▶ [PAGE TEXT]:
================
After my repeated posts / boosts arguing that in OSS we’ve overemphasized licenses and underemphasized community, governance, and sustainability…I actually have a license question:

What’s the current thinking on licenses that lay the legal groundwork for action against people using OSS source code for LLM training without seeking permission or offering compensation?

1/2

The obvious answer is copyleft-type licenses.

(1) Has anybody done legal analysis on that beyond the obvious? I don’t think LLM training on copyleft code has been tested in court yet…? (Even LLM training on more restrictively licensed works seems to be surviving court challenge….)

(2) Are there copyleft licenses (i.e. “derived works must be similarly licensed”) out there that don’t have the Stink of Stallman on them? Or is GPL v3 still just the way to go despite the smell?

2/2

@inthehands Copyleft licenses that aren't GPL: The Mozilla Public License and the EUPL. There may be others, but those are the ones I know about.

If I ever were to start making software for the fun of it again, I would possibly use EUPL.
================
▶ [ENTRIES PROVIDED]:
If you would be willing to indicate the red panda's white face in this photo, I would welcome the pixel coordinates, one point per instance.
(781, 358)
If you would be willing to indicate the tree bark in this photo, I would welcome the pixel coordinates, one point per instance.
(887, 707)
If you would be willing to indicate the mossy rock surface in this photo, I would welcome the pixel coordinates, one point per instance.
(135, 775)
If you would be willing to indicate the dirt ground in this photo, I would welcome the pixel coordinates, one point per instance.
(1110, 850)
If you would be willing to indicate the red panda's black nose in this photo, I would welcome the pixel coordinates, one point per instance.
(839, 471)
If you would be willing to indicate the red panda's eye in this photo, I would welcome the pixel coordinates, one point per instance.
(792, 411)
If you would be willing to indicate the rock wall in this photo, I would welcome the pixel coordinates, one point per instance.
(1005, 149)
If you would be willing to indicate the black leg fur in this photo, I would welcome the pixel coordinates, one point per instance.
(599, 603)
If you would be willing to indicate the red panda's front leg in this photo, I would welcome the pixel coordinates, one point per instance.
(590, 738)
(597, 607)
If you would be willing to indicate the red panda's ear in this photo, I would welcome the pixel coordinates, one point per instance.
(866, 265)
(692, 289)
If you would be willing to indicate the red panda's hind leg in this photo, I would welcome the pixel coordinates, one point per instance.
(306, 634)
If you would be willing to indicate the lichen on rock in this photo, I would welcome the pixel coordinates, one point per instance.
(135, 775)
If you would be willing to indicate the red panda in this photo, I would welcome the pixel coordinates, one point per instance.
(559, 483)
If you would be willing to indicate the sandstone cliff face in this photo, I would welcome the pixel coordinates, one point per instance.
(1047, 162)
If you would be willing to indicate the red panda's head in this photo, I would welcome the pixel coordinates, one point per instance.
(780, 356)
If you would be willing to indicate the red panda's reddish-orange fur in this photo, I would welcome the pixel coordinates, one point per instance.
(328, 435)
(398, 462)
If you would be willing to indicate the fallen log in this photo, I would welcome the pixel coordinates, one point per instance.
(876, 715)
================
▶ [TASK DESCRIPTION]:
Continue the forum thread about copyleft licenses and LLM training on open-source code, starting right after its last sentence.

▶ [RESULT]:
@datarama @inthehands

looking up what led to the EUPL could be interesting; but i think yous are making a big mistake:

there's a ton of escape hatches around copyright around the world: e. g. someone lobbied Japan so well that they codified a universal, non-revokable exception to copyright for training LLMs -- at least in Europe the training entity has to respect an opt-out

so you can't rely on copyright triggering at training time

what you described is instead contract law

@lbruno @datarama @inthehands contact law... so like Agents.md that says "by analyzing, or training on, data from this repository you agree to ..."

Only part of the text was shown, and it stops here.